» Set task A: Reproduce the part of the biography of actress Candace June Clark between "She appeared in" and "by Sven Mundt.", inclusive.
» Set task B:
Answer these questions using the biography of actress Candace June Clark:
(i) In which city was Clark born?
(ii) What role did she play in The Blob (1988)?
(iii) Who directed the play she worked on in Berlin in 2011?
» Set task C: Carry the biography of actress Candace June Clark forward past its final sentence.

» Quoted passage:

• • • • • • •

Candace June Clark is an American actress and model. She is well known for her roles as Debbie Dunham in the 1973 film American Graffiti, for which she received a nomination for the Academy Award for Best Supporting Actress, and Mary Lou in the 1976 film The Man Who Fell to Earth.

Early life
Born in Norman, Oklahoma to Ella (née Padberg) and Thomas Clark, a chef, she grew up in Fort Worth, Texas. She attended Green B. Trimble Technical High School.

Career
Clark's first acting role was the character of Faye in John Huston's film Fat City in 1972. She also starred or acted in  American Graffiti, The Man Who Fell to Earth (1976), The Big Sleep (1978), Q (1982), Blue Thunder (1983), Amityville 3-D (1983), Cat's Eye (1985) and At Close Range (1986) and played the role of Francine Hewitt in The Blob (1988).

She appeared in the 2009 film The Informant! as the mother of Mark Whitacre, played by Matt Damon. In 2011, Clark went to Berlin to work on the play Images of Louise Brooks, directed by Sven Mundt.

• • • • • • •

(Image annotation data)
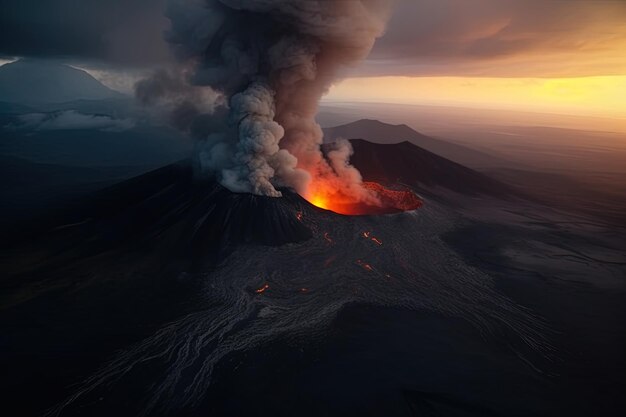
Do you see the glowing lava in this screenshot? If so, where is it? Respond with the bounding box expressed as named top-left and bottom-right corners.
top-left (304, 182), bottom-right (423, 216)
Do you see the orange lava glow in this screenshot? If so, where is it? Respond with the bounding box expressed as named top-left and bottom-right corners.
top-left (304, 181), bottom-right (423, 216)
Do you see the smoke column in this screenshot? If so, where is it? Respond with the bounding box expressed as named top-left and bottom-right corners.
top-left (136, 0), bottom-right (392, 204)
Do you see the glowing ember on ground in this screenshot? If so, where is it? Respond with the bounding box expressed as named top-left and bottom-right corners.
top-left (304, 182), bottom-right (423, 216)
top-left (254, 284), bottom-right (270, 294)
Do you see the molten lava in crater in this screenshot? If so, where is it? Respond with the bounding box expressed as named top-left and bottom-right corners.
top-left (304, 182), bottom-right (423, 216)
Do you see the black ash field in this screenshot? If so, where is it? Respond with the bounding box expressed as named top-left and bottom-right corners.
top-left (0, 141), bottom-right (626, 416)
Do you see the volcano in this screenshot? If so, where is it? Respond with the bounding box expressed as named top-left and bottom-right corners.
top-left (0, 136), bottom-right (624, 417)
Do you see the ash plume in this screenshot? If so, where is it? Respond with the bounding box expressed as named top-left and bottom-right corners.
top-left (136, 0), bottom-right (393, 200)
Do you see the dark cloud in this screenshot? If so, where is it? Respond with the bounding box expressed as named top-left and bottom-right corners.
top-left (0, 0), bottom-right (167, 64)
top-left (363, 0), bottom-right (626, 75)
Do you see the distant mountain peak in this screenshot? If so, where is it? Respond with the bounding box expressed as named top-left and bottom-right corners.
top-left (0, 58), bottom-right (123, 105)
top-left (324, 119), bottom-right (510, 169)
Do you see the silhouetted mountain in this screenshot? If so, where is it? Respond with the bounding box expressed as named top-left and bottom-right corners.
top-left (0, 59), bottom-right (123, 105)
top-left (7, 161), bottom-right (312, 262)
top-left (324, 119), bottom-right (510, 168)
top-left (0, 123), bottom-right (191, 168)
top-left (350, 139), bottom-right (511, 195)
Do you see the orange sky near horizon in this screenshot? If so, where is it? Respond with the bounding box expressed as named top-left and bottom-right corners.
top-left (324, 75), bottom-right (626, 119)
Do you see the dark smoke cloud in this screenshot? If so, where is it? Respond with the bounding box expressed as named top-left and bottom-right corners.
top-left (137, 0), bottom-right (391, 199)
top-left (0, 0), bottom-right (169, 65)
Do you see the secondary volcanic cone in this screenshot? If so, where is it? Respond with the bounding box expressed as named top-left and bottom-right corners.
top-left (136, 0), bottom-right (392, 211)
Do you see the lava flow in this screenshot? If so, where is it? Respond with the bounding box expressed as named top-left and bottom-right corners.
top-left (305, 182), bottom-right (423, 216)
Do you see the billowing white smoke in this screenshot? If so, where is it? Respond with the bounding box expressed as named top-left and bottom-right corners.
top-left (137, 0), bottom-right (392, 199)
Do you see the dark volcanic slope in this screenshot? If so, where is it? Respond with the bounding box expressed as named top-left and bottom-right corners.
top-left (324, 119), bottom-right (502, 168)
top-left (0, 59), bottom-right (123, 105)
top-left (8, 163), bottom-right (311, 260)
top-left (350, 139), bottom-right (511, 196)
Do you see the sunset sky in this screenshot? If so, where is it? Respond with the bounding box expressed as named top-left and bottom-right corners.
top-left (0, 0), bottom-right (626, 118)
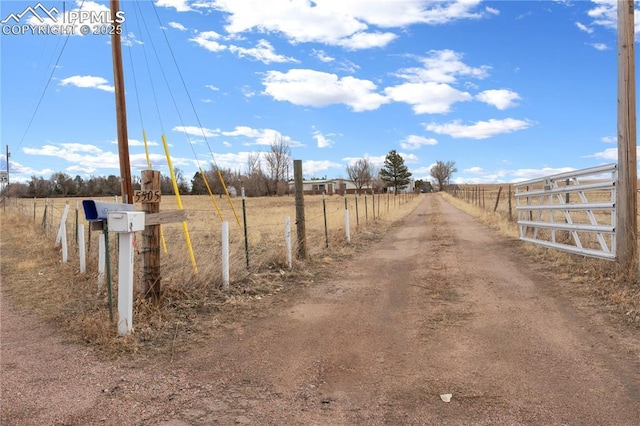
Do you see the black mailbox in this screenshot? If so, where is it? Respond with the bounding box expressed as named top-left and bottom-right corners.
top-left (82, 200), bottom-right (135, 222)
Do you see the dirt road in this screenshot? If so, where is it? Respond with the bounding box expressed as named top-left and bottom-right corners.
top-left (1, 195), bottom-right (640, 426)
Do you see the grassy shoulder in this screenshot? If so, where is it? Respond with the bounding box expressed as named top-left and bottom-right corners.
top-left (440, 193), bottom-right (640, 329)
top-left (0, 196), bottom-right (422, 358)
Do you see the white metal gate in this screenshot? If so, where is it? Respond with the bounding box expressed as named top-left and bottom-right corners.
top-left (514, 164), bottom-right (618, 260)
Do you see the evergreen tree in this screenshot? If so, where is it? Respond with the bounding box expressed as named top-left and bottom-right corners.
top-left (380, 149), bottom-right (411, 194)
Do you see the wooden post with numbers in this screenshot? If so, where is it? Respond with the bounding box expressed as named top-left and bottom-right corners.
top-left (141, 170), bottom-right (162, 303)
top-left (616, 0), bottom-right (638, 279)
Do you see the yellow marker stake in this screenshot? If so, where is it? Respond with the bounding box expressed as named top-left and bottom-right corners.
top-left (218, 170), bottom-right (242, 227)
top-left (198, 166), bottom-right (224, 222)
top-left (162, 135), bottom-right (198, 273)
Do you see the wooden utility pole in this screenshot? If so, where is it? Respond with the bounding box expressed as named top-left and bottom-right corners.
top-left (5, 145), bottom-right (11, 186)
top-left (616, 0), bottom-right (638, 278)
top-left (142, 170), bottom-right (162, 303)
top-left (110, 0), bottom-right (133, 204)
top-left (293, 160), bottom-right (307, 259)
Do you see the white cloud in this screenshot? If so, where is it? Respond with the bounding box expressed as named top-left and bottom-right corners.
top-left (396, 50), bottom-right (491, 83)
top-left (584, 146), bottom-right (640, 161)
top-left (476, 89), bottom-right (520, 110)
top-left (400, 135), bottom-right (438, 150)
top-left (462, 167), bottom-right (485, 174)
top-left (189, 31), bottom-right (227, 52)
top-left (484, 6), bottom-right (500, 15)
top-left (156, 0), bottom-right (194, 12)
top-left (338, 32), bottom-right (398, 50)
top-left (384, 82), bottom-right (473, 114)
top-left (312, 49), bottom-right (336, 63)
top-left (23, 143), bottom-right (120, 170)
top-left (208, 0), bottom-right (484, 49)
top-left (262, 69), bottom-right (388, 112)
top-left (576, 22), bottom-right (594, 34)
top-left (60, 75), bottom-right (115, 92)
top-left (222, 126), bottom-right (262, 138)
top-left (229, 40), bottom-right (298, 64)
top-left (302, 160), bottom-right (344, 176)
top-left (172, 126), bottom-right (220, 138)
top-left (313, 130), bottom-right (333, 148)
top-left (167, 22), bottom-right (187, 31)
top-left (425, 118), bottom-right (533, 139)
top-left (221, 126), bottom-right (303, 147)
top-left (127, 139), bottom-right (158, 147)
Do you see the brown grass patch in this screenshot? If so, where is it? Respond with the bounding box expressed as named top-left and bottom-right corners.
top-left (0, 196), bottom-right (422, 358)
top-left (443, 194), bottom-right (640, 328)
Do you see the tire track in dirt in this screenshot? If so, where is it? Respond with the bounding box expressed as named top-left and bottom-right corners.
top-left (158, 195), bottom-right (640, 425)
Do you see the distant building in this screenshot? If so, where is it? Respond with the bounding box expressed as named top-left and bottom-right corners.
top-left (289, 178), bottom-right (414, 195)
top-left (289, 179), bottom-right (372, 195)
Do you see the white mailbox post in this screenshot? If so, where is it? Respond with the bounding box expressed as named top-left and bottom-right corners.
top-left (107, 211), bottom-right (144, 336)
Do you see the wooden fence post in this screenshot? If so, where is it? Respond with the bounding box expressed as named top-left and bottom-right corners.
top-left (141, 170), bottom-right (162, 303)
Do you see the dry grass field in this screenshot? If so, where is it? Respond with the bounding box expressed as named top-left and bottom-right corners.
top-left (444, 184), bottom-right (640, 334)
top-left (0, 185), bottom-right (640, 357)
top-left (0, 194), bottom-right (424, 356)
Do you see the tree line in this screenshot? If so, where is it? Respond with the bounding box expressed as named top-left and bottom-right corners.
top-left (5, 139), bottom-right (457, 198)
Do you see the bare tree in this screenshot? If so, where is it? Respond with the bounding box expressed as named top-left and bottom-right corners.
top-left (264, 136), bottom-right (291, 195)
top-left (347, 158), bottom-right (373, 194)
top-left (431, 161), bottom-right (458, 191)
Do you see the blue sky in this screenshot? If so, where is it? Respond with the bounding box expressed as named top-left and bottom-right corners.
top-left (0, 0), bottom-right (639, 183)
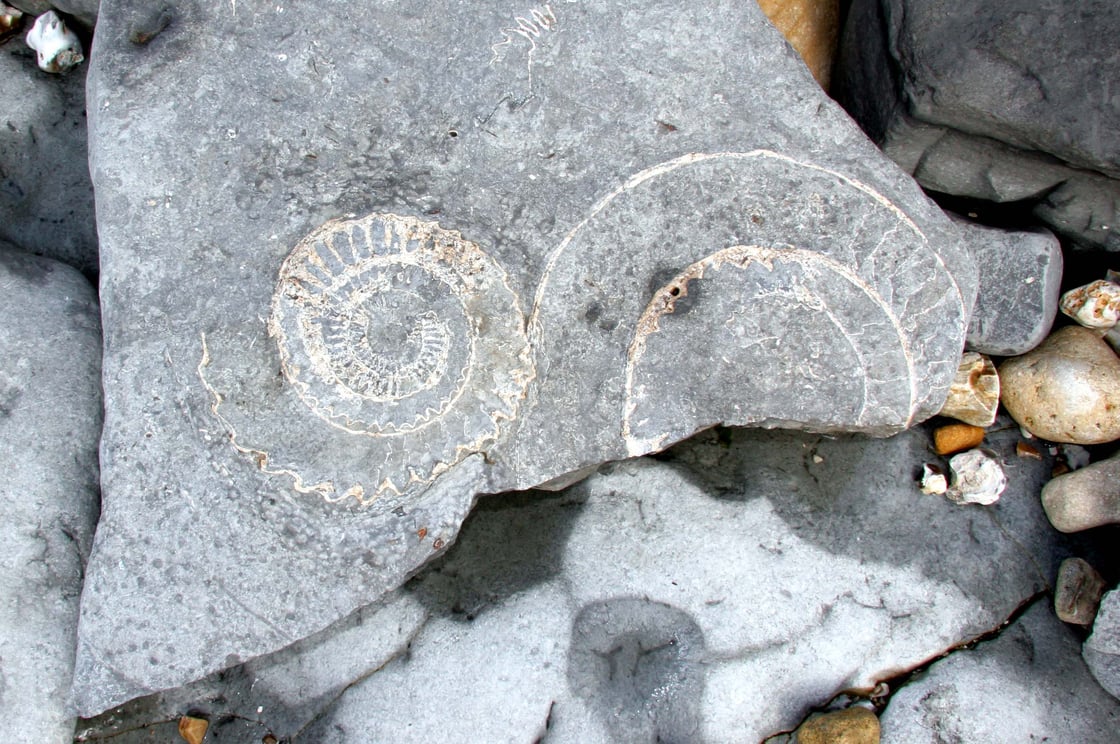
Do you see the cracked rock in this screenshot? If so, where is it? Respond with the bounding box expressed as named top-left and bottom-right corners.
top-left (879, 602), bottom-right (1120, 744)
top-left (0, 243), bottom-right (101, 744)
top-left (74, 0), bottom-right (977, 714)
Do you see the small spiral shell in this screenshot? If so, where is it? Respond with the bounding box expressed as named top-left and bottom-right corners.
top-left (199, 214), bottom-right (533, 509)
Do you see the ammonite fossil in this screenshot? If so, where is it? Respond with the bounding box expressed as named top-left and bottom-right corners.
top-left (200, 214), bottom-right (533, 503)
top-left (511, 150), bottom-right (973, 471)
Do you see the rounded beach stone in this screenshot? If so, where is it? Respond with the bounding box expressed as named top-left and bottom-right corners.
top-left (797, 707), bottom-right (879, 744)
top-left (999, 326), bottom-right (1120, 445)
top-left (1043, 455), bottom-right (1120, 532)
top-left (1054, 558), bottom-right (1107, 626)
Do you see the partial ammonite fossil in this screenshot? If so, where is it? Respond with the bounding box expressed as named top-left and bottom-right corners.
top-left (506, 150), bottom-right (976, 485)
top-left (203, 214), bottom-right (533, 503)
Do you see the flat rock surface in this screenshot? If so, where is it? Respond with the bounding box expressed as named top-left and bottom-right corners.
top-left (84, 421), bottom-right (1080, 744)
top-left (880, 601), bottom-right (1120, 744)
top-left (0, 40), bottom-right (97, 276)
top-left (75, 0), bottom-right (976, 714)
top-left (0, 242), bottom-right (101, 744)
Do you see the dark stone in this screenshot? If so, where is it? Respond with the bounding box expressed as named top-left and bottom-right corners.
top-left (75, 0), bottom-right (976, 714)
top-left (834, 0), bottom-right (1120, 251)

• • • • • • •

» Reply A:
She appeared in the 2009 film The Informant! as the mother of Mark Whitacre, played by Matt Damon. In 2011, Clark went to Berlin to work on the play Images of Louise Brooks, directed by Sven Mundt.

» Reply B:
(i) Norman, Oklahoma
(ii) Francine Hewitt
(iii) Sven Mundt

» Reply C:
Along with her film work, she also has made guest appearances on television series, including Dating Game, Magnum, P.I., Banacek, Simon & Simon, Matlock, Baywatch Nights, Criminal Minds, and Twin Peaks: The Return.

Clark appeared on Ken Reid's TV Guidance Counselor podcast on January 20, 2017.

Personal life
Clark dated Jeff Bridges for several years after they met on the set of Fat City in 1972. She was married to Marjoe Gortner from 1978 to 1979. She married Jeff Wald in 1987 and divorced him in 1988.

Filmography

Film

Television

References

External links
 
 AllMovie.com

Living people
Actresses from Oklahoma
American film actresses
American television actresses
People from Norman, Oklahoma
People from Fort Worth, Texas
20th-century American actresses
21st-century American actresses
Year of birth missing (living people)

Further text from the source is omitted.